YOUR GOAL :: Reproduce the part of the records that opens with the line containing "Place one marker on each instance of the green grass." and closes at the end of the records, switching every "rocky shoreline" to "rocky coastline" and leaving all else unchanged.

Excerpts from a point labeling dataset ::
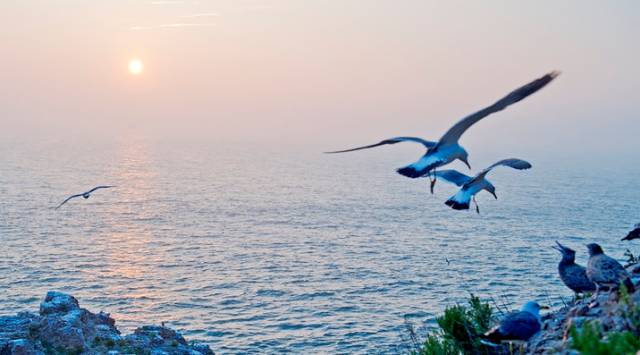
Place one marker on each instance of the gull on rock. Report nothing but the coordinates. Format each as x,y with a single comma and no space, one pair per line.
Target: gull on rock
606,271
574,276
520,325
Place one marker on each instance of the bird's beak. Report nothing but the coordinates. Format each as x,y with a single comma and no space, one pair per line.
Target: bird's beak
559,247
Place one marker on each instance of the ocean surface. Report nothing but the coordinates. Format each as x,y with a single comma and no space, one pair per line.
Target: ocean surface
266,250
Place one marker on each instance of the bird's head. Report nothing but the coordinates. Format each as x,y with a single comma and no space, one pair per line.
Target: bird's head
492,190
594,249
464,157
568,254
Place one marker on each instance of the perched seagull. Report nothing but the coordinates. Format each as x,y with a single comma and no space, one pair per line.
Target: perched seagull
634,234
447,149
573,275
472,185
520,325
604,270
86,195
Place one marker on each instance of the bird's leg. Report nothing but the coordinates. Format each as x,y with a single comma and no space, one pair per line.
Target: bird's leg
433,182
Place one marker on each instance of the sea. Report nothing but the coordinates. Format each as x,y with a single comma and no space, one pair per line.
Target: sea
282,249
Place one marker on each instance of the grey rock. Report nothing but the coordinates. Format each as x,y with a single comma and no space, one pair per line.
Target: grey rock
64,326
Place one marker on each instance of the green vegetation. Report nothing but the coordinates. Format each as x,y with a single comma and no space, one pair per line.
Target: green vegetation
458,331
590,340
631,259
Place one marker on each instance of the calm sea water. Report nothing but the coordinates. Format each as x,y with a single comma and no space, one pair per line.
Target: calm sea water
252,249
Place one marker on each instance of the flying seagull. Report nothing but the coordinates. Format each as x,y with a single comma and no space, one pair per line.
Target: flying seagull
447,148
604,270
634,234
86,195
520,325
470,186
573,275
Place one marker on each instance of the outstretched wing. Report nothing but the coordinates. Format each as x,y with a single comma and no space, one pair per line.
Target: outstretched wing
99,187
453,176
68,198
426,143
512,163
454,133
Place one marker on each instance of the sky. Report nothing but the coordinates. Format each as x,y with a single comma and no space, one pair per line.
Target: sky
323,74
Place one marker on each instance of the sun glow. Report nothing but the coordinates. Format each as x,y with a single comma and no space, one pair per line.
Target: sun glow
135,66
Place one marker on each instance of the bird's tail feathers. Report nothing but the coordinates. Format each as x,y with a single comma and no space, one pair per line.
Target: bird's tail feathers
411,172
459,201
629,285
493,336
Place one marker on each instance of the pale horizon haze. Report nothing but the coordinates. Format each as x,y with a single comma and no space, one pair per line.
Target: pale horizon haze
322,74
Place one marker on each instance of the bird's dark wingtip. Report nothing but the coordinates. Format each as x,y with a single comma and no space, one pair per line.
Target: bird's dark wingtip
457,205
410,172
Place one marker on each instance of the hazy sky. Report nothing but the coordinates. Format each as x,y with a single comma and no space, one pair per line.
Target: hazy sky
322,73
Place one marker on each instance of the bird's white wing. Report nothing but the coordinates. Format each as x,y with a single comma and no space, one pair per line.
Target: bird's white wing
512,163
426,143
99,187
453,176
68,198
454,133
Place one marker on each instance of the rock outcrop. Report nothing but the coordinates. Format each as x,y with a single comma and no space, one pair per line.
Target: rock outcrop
612,312
62,327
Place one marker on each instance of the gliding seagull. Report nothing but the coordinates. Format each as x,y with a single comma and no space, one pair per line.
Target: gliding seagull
472,185
86,195
447,148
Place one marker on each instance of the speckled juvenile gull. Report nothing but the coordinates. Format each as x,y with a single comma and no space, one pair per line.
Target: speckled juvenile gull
574,276
86,194
604,270
447,149
634,234
470,186
520,325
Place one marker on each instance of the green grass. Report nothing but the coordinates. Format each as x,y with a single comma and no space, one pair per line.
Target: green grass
590,340
458,331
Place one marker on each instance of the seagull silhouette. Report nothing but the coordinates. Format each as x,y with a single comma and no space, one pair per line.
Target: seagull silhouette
447,149
86,195
470,186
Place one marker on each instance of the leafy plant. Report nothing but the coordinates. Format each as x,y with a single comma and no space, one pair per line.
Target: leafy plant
460,326
631,259
589,340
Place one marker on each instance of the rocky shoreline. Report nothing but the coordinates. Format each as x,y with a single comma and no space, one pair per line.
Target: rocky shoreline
63,327
613,314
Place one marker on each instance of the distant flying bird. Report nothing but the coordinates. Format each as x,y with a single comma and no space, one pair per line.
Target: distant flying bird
447,149
470,186
606,271
86,195
634,234
574,276
520,325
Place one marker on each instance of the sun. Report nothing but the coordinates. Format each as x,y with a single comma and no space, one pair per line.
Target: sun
135,66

FULL OUTPUT ::
Place one marker on each instance of the green grass. Report nothing but the coordinates. Format each as x,y with a single comma and no space, one pair per line.
Target: green grass
590,340
458,331
Place one marker on each instance of the seagull silhouette. Report nothing but the coordinates. Format each as x,y with a single comma and no space, one pair per line.
Target: seagull silhouette
447,149
86,195
470,186
Place one marker on each instance of the leafy plant. Report nothing but the coordinates. Format each as x,y with a single comma and no space, one pair per line.
Target: leafy plant
460,326
631,259
589,340
Place one marker on each instance of the rocky coastline. Report nothing but the coordinates. Format each as x,y with a single comma and no space, one pair per line.
Target: rocky coastline
63,327
613,314
Place one marker on each instance of the distant flying bird. Report nothing but the coordinates. Format each as x,y with a single comma and no space, one pair per line.
Target: distant flying bird
447,149
470,186
606,271
86,195
634,234
574,276
520,325
Place one marker on each instance of the sun. Report nothing but the coordinates. Format each as x,y with a single comma and no space, one pair per line.
Target: sun
135,66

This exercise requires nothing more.